Input material =
........
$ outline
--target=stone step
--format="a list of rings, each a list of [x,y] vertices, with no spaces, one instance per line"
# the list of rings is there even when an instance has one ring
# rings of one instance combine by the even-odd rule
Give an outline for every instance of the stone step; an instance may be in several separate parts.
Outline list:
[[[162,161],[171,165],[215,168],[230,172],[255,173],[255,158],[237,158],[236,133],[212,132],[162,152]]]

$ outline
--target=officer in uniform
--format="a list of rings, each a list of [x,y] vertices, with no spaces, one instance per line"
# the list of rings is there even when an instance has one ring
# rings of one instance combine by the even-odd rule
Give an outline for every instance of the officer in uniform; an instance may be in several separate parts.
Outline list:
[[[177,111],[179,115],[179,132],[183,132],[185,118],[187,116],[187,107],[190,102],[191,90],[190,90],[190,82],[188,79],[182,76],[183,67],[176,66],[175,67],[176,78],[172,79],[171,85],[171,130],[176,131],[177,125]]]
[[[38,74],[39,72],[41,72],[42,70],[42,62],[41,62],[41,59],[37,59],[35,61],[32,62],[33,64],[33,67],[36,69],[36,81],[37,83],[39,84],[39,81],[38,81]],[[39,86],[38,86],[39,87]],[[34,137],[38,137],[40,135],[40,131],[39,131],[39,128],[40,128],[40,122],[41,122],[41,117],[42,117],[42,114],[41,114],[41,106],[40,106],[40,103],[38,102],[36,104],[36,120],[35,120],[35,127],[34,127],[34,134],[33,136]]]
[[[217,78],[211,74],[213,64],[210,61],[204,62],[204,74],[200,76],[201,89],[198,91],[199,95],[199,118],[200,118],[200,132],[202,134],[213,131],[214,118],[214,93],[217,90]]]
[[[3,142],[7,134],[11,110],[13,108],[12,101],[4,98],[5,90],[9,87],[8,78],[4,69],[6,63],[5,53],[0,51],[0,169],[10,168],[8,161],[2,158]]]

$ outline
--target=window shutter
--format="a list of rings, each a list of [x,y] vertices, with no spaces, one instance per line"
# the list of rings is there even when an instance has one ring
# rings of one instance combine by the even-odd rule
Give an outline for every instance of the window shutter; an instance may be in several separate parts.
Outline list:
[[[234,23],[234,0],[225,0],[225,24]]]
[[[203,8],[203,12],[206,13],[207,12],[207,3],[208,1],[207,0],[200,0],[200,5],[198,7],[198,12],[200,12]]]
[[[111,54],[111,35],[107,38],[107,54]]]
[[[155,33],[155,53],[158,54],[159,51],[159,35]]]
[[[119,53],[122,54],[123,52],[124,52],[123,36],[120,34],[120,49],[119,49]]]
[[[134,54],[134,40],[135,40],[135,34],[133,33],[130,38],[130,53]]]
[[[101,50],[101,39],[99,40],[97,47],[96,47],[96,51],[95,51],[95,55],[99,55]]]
........
What is needed =
Find each line in the records that contains the word "officer" and copy those lines.

Task result =
--target=officer in uniform
Give an outline for every instance of the officer in uniform; an instance may be in several separate parts.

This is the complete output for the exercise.